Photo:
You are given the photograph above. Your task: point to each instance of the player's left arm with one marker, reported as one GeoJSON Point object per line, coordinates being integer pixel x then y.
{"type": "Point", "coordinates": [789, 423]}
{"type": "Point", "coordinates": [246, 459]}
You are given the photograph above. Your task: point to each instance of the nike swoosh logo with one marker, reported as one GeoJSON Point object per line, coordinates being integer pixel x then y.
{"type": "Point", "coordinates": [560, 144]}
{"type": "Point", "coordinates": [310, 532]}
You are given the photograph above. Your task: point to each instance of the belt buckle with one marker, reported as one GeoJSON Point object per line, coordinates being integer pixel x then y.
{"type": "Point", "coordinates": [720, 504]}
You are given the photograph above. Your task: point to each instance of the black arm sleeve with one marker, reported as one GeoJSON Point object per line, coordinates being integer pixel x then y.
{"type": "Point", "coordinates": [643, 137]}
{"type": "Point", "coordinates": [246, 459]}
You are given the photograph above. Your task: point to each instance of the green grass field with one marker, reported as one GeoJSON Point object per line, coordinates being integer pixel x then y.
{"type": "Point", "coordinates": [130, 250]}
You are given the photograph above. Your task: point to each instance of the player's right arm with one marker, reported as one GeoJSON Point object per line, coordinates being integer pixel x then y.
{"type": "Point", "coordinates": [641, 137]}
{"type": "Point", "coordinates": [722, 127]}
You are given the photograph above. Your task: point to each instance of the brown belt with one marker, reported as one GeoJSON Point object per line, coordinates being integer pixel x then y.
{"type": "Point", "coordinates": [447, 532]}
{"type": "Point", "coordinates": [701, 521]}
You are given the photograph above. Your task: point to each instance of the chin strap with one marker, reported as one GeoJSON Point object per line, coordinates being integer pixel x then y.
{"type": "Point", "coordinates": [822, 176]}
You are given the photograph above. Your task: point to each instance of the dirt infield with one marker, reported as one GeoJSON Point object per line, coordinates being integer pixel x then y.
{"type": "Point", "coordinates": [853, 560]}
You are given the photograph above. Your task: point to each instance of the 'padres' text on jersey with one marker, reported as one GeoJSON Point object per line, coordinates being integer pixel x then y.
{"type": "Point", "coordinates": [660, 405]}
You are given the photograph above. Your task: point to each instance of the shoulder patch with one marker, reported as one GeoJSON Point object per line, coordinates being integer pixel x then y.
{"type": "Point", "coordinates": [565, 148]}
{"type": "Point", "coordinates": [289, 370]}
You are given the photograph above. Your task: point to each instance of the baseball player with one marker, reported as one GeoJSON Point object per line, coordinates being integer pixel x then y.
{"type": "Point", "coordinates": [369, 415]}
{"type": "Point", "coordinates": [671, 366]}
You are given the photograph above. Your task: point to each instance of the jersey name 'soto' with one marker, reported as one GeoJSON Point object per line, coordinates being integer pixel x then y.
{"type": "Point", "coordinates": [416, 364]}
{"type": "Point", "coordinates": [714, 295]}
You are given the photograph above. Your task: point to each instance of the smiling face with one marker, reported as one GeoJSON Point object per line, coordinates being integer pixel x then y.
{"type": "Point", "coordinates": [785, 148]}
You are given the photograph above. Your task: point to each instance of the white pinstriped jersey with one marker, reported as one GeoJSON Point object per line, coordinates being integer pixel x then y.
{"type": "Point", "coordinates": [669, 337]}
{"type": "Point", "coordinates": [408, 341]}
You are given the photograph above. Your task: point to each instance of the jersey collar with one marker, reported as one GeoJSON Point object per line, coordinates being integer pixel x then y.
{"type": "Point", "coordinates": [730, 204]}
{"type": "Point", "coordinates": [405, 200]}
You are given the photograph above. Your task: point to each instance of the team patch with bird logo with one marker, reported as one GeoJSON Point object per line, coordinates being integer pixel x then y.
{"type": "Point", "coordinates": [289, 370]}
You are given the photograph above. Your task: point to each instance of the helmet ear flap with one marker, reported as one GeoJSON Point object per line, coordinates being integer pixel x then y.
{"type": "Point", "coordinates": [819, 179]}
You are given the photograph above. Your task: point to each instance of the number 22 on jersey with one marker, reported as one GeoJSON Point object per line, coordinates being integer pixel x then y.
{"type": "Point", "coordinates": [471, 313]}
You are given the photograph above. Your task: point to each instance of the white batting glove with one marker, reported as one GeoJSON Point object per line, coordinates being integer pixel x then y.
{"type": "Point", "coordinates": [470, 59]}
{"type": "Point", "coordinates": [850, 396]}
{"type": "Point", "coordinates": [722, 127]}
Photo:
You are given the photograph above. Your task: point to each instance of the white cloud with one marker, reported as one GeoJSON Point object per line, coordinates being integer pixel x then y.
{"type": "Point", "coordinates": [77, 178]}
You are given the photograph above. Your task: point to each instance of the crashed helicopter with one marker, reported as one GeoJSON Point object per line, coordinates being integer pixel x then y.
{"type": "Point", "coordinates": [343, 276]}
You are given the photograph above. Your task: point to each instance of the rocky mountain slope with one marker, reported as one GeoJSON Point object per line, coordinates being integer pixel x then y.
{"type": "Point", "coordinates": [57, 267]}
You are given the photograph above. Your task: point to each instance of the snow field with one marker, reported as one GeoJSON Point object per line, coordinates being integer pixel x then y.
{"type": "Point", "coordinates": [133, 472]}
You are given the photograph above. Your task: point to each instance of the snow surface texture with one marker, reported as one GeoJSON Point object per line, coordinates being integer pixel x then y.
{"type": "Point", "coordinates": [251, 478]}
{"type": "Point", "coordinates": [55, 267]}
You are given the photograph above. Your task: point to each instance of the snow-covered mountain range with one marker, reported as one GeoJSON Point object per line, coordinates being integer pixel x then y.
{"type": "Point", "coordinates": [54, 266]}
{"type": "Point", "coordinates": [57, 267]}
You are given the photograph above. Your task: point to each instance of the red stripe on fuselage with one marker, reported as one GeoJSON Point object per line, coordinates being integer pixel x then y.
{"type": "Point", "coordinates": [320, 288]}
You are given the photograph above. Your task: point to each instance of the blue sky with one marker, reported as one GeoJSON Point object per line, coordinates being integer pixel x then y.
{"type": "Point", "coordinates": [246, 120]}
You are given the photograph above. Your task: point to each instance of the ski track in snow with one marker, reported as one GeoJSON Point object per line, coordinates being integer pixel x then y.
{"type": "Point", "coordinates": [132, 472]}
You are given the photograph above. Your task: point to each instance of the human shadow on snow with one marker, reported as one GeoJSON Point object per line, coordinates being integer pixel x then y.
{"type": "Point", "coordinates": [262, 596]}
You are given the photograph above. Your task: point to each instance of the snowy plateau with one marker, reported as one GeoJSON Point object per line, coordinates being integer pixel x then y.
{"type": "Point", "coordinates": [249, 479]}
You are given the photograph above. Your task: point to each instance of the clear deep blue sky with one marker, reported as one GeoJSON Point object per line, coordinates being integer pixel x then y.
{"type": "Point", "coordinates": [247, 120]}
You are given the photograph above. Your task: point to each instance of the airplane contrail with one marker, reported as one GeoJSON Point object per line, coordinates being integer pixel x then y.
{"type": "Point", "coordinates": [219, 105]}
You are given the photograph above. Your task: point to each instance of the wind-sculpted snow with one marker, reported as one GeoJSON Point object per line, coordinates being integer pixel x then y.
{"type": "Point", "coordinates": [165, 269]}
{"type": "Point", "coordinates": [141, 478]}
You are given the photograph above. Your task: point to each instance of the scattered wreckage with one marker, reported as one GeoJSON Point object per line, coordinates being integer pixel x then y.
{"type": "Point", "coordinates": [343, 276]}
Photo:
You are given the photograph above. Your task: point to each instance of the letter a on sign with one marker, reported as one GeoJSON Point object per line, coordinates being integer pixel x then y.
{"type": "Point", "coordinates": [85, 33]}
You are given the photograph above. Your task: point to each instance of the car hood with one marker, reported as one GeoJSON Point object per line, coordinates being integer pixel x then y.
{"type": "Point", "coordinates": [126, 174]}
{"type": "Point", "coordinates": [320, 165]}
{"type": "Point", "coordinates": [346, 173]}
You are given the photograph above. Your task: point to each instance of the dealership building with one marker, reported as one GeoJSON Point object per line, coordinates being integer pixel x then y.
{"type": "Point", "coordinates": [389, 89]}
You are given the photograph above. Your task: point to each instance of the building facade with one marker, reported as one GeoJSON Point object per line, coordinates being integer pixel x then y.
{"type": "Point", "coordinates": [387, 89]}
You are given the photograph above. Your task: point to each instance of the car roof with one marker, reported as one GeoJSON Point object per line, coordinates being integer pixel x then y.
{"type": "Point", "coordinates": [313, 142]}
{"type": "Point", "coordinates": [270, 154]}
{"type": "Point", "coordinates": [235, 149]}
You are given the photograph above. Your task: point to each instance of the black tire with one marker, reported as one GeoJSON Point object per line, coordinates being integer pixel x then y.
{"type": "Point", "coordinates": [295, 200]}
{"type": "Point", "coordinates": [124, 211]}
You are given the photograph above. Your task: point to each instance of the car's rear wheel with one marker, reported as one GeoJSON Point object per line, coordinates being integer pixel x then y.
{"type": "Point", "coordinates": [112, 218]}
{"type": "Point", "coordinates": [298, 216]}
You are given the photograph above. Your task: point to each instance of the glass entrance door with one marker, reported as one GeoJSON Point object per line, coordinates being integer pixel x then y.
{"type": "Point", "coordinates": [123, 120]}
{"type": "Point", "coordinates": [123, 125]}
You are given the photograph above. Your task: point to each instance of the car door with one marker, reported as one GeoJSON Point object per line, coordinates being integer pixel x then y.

----

ASSIGNMENT:
Up to and including the last line of the data, copy each line exactly, starting with the line that contains "of the glass".

TASK ANSWER:
You are given the photograph above. Your task: point to each instance of the glass entrance door with one marker, reported as one GeoJSON Point object per line, coordinates being integer pixel x then y.
{"type": "Point", "coordinates": [123, 120]}
{"type": "Point", "coordinates": [123, 125]}
You are given the photograph above. Your task: point to each instance of the car door with one marker, reported as one GeoJSON Point object per line, coordinates being integer pixel x then y.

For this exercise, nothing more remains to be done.